We have all encountered new words we were unfamiliar with while reading scientific research papers. It can be difficult for a total novice to comprehend new scientific notions. In the worst-case scenario, it may also result in eventual procrastination due to demotivation. Although even the most well-known of these concepts can be clarified using online resources like Wikipedia, most scientific terminology used in literature needs to be adequately explained online.
Previous work in natural language processing (NLP) has attempted to address this issue by developing systems that can automatically extract or produce descriptions for scientific concepts using the text in the research publication. The primary problem is that papers rarely define the terminologies they employ. Additionally, these systems are only intended to offer one “best” description that is appropriate for all users in a general sense.

* STATED EXERCISE A
Answer these questions about the passage on scientific terminology:
(i) Which online resource does it name as able to clarify the most well-known concepts?
(ii) What does it call the primary problem for systems that extract or produce descriptions of scientific concepts?
(iii) How many descriptions are those systems intended to offer?
* STATED EXERCISE B
Select every line of the rows that contains the word "house", matching case exactly.
The text and the rows were taken from separate sources.

[Excerpts of location labeling data]
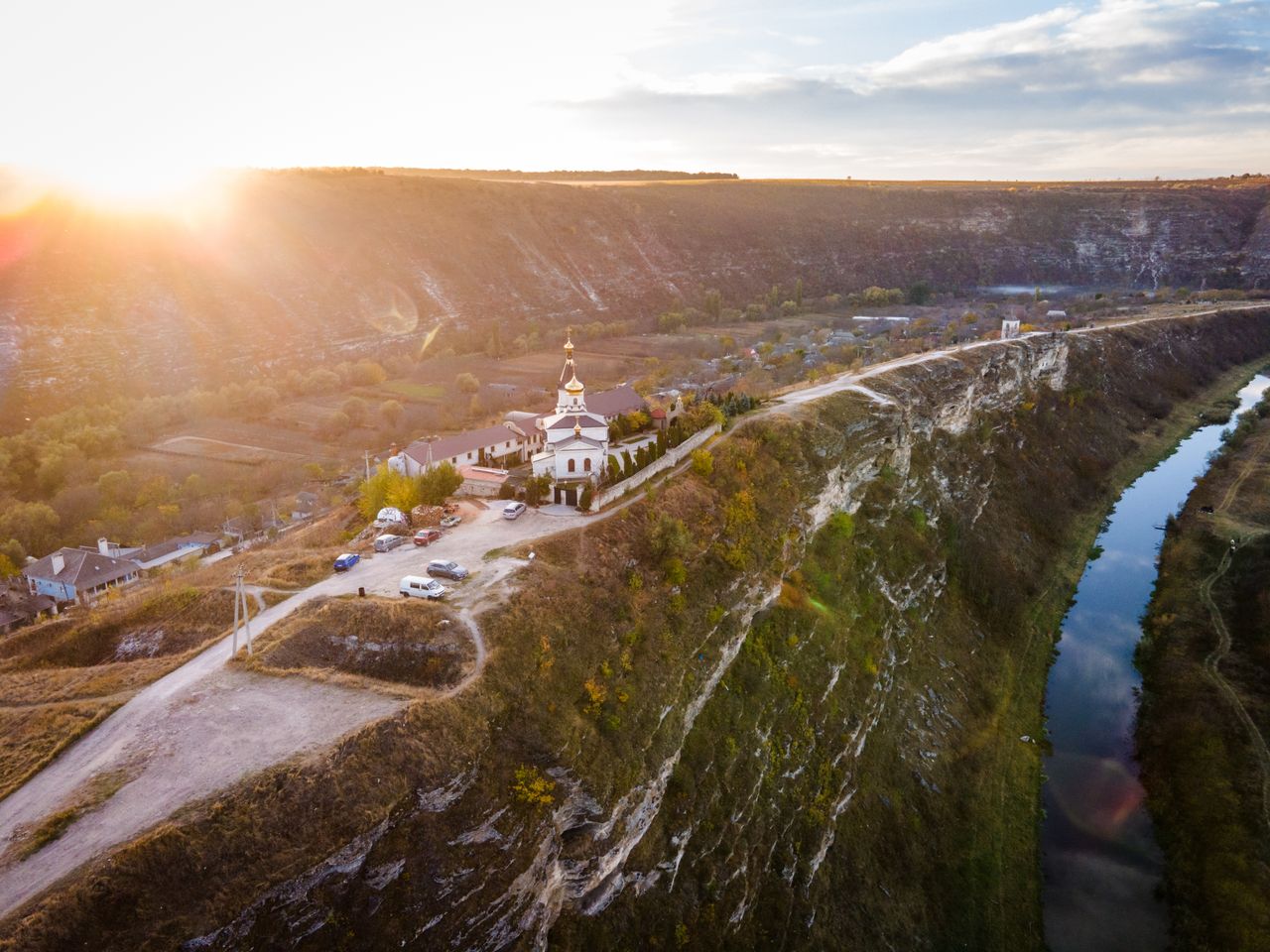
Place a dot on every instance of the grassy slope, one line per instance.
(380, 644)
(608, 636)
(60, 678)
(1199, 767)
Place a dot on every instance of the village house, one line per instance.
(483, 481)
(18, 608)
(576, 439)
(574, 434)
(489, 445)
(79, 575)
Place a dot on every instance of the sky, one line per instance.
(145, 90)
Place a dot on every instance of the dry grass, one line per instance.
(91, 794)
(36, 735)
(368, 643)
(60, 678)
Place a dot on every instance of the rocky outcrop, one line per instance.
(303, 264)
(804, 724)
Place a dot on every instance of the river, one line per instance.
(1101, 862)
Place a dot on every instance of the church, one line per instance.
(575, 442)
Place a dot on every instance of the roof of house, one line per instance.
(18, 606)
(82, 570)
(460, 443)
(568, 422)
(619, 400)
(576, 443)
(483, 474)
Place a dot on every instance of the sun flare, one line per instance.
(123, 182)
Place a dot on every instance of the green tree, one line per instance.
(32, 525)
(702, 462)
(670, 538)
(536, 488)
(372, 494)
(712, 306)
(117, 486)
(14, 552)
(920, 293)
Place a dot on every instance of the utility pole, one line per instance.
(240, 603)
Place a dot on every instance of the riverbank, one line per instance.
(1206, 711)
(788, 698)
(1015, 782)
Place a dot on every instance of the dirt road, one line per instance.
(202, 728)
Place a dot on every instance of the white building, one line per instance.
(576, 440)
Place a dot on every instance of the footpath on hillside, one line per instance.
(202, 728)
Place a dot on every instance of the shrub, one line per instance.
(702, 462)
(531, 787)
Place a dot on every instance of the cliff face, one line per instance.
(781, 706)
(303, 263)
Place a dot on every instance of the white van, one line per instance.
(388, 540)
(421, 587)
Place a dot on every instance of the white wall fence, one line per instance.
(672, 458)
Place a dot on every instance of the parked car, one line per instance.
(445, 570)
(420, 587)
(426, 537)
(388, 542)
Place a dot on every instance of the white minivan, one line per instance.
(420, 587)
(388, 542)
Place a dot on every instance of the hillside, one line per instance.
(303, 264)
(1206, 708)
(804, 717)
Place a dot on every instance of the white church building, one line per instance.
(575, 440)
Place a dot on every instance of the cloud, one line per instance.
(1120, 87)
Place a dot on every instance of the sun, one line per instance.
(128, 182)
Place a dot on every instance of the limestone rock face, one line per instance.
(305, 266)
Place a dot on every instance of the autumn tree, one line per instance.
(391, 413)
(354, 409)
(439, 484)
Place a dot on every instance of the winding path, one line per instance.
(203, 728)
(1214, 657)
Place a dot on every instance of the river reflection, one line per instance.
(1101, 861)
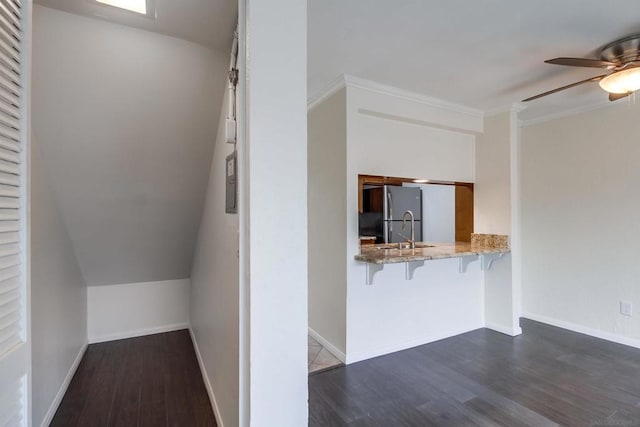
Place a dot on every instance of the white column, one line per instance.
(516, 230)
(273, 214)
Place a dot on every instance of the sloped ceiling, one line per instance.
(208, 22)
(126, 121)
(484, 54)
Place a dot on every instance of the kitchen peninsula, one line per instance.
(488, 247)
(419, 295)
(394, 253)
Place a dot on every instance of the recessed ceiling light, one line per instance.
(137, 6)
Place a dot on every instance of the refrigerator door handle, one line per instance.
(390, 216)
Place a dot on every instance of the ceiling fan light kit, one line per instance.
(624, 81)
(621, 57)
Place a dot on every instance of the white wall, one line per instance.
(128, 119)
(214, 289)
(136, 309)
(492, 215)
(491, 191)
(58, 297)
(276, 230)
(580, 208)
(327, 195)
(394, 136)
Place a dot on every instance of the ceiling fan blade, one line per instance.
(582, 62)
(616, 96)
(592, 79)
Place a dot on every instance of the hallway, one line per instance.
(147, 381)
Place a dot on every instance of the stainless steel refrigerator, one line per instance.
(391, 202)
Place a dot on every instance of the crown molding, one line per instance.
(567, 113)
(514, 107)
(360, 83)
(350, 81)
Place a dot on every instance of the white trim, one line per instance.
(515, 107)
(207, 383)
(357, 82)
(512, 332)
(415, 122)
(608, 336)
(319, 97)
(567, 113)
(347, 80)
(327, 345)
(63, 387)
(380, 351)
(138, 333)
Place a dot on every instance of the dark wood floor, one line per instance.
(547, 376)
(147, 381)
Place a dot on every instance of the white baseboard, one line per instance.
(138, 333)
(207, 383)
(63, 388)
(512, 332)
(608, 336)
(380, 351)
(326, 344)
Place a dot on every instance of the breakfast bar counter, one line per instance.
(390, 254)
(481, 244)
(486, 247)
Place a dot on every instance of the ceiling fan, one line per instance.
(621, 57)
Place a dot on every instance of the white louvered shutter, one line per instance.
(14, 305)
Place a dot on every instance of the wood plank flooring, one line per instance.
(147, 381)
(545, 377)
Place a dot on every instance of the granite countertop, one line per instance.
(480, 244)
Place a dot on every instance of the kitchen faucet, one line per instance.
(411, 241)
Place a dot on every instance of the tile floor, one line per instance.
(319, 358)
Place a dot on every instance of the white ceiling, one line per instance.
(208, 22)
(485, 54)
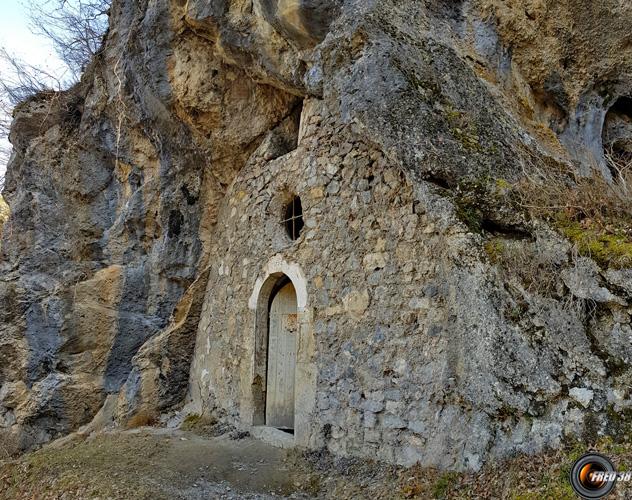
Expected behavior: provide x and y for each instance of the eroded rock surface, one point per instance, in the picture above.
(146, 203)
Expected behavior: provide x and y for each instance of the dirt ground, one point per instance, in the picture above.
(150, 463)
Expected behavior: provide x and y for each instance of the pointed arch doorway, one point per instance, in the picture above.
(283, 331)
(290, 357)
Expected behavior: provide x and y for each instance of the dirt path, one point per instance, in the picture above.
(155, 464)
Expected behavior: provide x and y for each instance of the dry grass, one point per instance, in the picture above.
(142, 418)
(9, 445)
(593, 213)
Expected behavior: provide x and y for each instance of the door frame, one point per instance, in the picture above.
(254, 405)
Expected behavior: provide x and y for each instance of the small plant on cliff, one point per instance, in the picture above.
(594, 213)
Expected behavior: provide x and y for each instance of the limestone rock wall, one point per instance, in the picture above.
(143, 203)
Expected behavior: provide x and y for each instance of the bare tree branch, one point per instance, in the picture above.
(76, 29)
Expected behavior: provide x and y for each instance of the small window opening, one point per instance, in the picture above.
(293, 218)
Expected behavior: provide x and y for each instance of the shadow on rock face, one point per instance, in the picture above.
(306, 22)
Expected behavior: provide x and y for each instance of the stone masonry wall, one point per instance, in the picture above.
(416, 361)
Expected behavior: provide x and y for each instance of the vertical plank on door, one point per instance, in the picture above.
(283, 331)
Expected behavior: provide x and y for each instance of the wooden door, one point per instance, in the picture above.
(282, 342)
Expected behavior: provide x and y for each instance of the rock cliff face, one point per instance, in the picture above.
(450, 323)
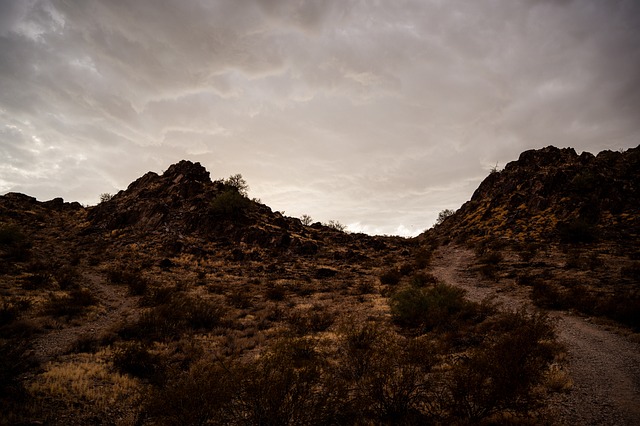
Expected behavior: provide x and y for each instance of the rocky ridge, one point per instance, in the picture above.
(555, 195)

* OUTPUT A
(i) Wikipedia.
(ii) Papers rarely define the terminologies they employ.
(iii) One "best" description, appropriate for all users in a general sense.

* OUTPUT B
Place a dot on every instance of the village house, one line per instance.
Place a dot on every instance of the roof of house, one line per instance.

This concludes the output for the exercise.